● Reading text
—————

The market for apps for iPads, iPhones, Android devices and other platforms seems to be insatiable – analysts from International Data Corporation predict that the app market will grow at a 50% compound rate annually, surpassing $35 billion in revenue by 2014. The rising popularity of apps led Kennedy to launch his business venture in early 2010 to digitize the nearly 120,000 licensed child care centers in the United States. Another estimated 200,000 state regulated home-based child care businesses are also potential users of Child Care Daily App.

Day Care Centers Leap from Paper to Flat Screens and Fingerprint Recognition
Kennedy and his wife Anne opened their first licensed child care facility, Annie’s Children’s Center, in 1995. As the number of children attending the centers grew to more than 300, so did the stacks of paper. Licensing requires that child care providers track and report daily activities, such as diaper changes, meals, snacks and sleep, for each child at the facility.

—————

● Problems
**1.** In the text on child care apps, what is the name of the first licensed child care facility that Kennedy and his wife Anne opened?
**2.** Mark each statement as agreeing or not agreeing with the text on child care apps, and quote the words that decide it. (a) International Data Corporation analysts predict the app market will pass $35 billion in revenue by 2014. (b) Kennedy launched his business venture in early 2012. (c) Licensing requires child care providers to track and report daily activities for each child.
**3.** Reproduce the part of the text on child care apps that starts at "Day Care Centers" and ends at "at the facility.".

● Information shown
—————

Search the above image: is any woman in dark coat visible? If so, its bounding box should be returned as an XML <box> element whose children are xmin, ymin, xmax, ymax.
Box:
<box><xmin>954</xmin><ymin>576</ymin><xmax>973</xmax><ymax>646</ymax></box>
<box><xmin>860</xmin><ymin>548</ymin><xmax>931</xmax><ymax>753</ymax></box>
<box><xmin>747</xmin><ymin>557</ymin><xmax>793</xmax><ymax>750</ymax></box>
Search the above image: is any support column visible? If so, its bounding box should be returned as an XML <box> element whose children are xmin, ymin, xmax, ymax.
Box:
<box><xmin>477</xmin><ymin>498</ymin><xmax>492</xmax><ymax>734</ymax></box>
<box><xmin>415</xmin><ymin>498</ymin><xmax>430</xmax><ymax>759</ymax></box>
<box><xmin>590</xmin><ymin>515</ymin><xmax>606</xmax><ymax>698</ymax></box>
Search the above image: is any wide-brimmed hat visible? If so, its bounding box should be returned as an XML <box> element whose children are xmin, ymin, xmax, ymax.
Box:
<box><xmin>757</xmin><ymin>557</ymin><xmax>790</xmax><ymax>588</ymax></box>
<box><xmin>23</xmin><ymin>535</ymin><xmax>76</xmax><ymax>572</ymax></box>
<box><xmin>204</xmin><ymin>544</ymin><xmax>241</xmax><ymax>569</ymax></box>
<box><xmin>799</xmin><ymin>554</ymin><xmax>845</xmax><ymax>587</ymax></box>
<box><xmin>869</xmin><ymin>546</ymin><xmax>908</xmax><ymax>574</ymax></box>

—————

● Outputs
**1.** Annie’s Children’s Center

**2.**
(a) Yes: "surpassing $35 billion in revenue by 2014"
(b) No: "launch his business venture in early 2010"
(c) Yes: "Licensing requires that child care providers track and report daily activities"

**3.**
Day Care Centers Leap from Paper to Flat Screens and Fingerprint Recognition
Kennedy and his wife Anne opened their first licensed child care facility, Annie’s Children’s Center, in 1995. As the number of children attending the centers grew to more than 300, so did the stacks of paper. Licensing requires that child care providers track and report daily activities, such as diaper changes, meals, snacks and sleep, for each child at the facility.